:: Data for this task

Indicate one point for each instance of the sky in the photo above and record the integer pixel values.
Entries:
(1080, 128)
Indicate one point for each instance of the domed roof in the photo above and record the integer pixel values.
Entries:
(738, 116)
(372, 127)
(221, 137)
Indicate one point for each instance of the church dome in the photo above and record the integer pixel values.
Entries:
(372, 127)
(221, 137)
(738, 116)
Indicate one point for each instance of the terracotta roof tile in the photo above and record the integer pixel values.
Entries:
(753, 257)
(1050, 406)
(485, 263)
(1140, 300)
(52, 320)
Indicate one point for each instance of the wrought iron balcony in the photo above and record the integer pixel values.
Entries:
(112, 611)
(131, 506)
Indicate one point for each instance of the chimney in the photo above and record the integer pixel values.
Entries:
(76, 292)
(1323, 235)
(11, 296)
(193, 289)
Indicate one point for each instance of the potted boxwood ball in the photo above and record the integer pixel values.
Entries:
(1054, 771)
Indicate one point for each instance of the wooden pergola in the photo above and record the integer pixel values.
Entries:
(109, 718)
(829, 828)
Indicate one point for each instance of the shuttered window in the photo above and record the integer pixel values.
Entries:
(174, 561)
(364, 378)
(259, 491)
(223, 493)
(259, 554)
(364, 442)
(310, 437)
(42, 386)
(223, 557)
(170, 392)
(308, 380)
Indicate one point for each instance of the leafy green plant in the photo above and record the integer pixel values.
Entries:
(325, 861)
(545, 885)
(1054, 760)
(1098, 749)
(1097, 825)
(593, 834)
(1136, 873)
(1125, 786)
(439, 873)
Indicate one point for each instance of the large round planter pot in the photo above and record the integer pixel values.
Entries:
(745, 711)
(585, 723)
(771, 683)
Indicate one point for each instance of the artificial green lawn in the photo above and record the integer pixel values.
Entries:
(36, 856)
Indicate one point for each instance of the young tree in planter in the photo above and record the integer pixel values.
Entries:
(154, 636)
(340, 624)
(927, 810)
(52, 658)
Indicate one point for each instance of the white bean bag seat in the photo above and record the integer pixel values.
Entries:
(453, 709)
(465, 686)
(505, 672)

::::

• **Directions for this task**
Output the entries above in their entirety, exactly as written.

• **Response area**
Indicate one point for each instance of the sky in the photo above and record the integer pixel values.
Entries:
(1080, 128)
Indicate one point for each instance of the domed roof in the photo above and record the integer pixel values.
Entries:
(738, 116)
(372, 127)
(221, 137)
Indicate one point for each instance of the church dome in the photo above and record the integer pixel values.
Entries:
(372, 127)
(221, 137)
(738, 116)
Indicate one point for each instance of the terracotta roof tile in the photo above and record the integer pixel values.
Entries:
(753, 257)
(1050, 406)
(485, 263)
(1140, 300)
(52, 320)
Indicate one point for each instance of the wrought iron balcony in the photo above and record the integer pixel values.
Entries:
(112, 611)
(131, 506)
Indicate one point for each instance of the chimney in the photo above and record the integer pixel values.
Entries:
(76, 292)
(1323, 235)
(11, 296)
(193, 289)
Indicate one point for each instance of the potted boxwood ball in the photo above and record the integer pixel values.
Entries:
(1054, 771)
Indicate one point for each instance of the wooden pergola in the photo above and record the integer pixel values.
Entries:
(109, 718)
(829, 828)
Indicate one point for each instance of the shuttered window in the photo above and record the integer pixel values.
Entries:
(174, 561)
(364, 378)
(259, 491)
(223, 493)
(259, 554)
(364, 442)
(310, 437)
(42, 386)
(223, 557)
(170, 392)
(308, 380)
Indicate one point for each instance of the leafy green plant in the photo above and record the integer pixel values.
Entries:
(325, 861)
(545, 885)
(1054, 760)
(1098, 749)
(1097, 825)
(593, 834)
(1136, 873)
(1125, 786)
(439, 873)
Indicate one point for each instance of the large round planter pot in the photo above and record the integer pixel values.
Entries:
(745, 711)
(585, 723)
(771, 683)
Indicate one point for each instance of the artificial green lawn in the photo above and record the integer pixel values.
Entries:
(36, 856)
Indicate one point for each instance of the young tree in planter in the photo above and record the integer pixel values.
Entries:
(154, 636)
(340, 624)
(927, 810)
(52, 658)
Indicate one point for each instance of the white bean bag seat in the photo above and record the integer pixel values.
Entries:
(453, 709)
(465, 686)
(505, 672)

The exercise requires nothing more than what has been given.